* [INSTRUCTIONS FOR THE TASK] Pick out every row below that contains the word "green", and copy each such row in full. Matching is case-sensitive.

* [DATASET RECORDS]
# # #

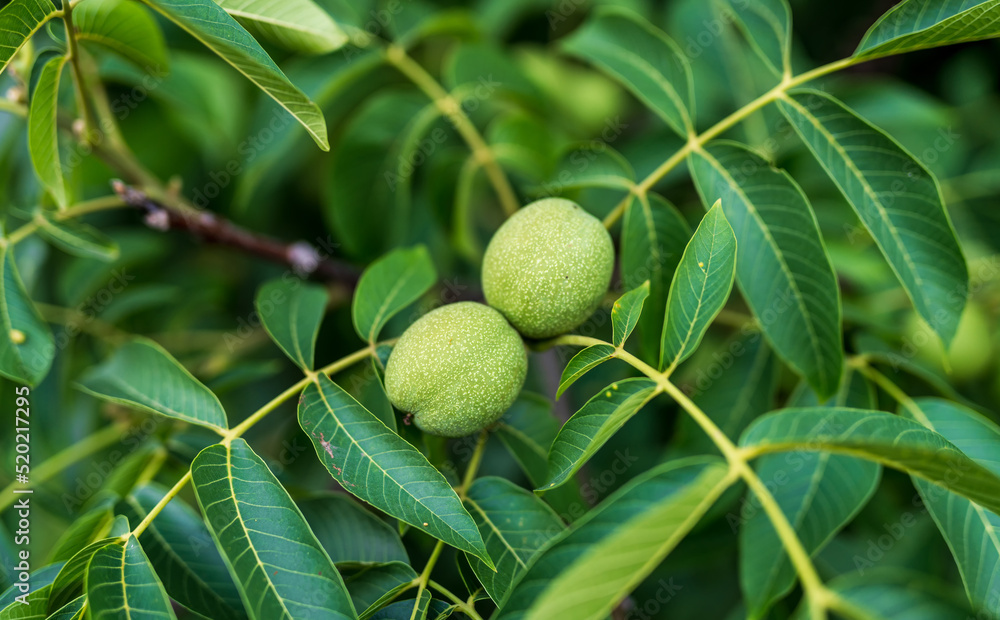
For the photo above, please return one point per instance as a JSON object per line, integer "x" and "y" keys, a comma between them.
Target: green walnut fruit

# # #

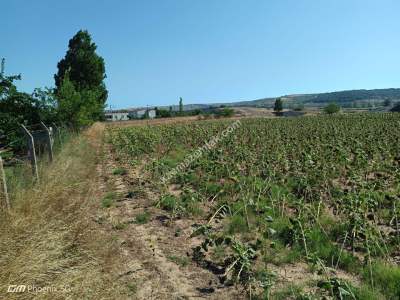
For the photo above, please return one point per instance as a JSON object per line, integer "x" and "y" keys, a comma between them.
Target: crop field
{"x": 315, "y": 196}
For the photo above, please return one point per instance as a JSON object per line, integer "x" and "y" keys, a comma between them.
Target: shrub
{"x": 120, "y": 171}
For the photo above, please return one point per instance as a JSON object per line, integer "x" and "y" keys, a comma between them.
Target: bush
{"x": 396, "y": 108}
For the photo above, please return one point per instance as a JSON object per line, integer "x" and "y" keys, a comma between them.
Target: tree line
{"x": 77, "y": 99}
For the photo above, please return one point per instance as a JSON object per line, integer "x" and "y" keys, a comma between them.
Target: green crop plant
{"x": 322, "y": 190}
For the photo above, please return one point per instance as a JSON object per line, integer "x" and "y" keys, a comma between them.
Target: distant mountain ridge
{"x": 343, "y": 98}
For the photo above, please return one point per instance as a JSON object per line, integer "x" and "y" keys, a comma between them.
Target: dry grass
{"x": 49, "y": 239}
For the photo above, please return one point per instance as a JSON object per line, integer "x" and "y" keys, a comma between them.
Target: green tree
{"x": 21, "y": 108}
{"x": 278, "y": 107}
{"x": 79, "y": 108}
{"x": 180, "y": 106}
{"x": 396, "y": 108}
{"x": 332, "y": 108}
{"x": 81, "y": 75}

# # #

* [WRITTEN SOLUTION]
Target: green walnut fruit
Target: green crop plant
Target: green tree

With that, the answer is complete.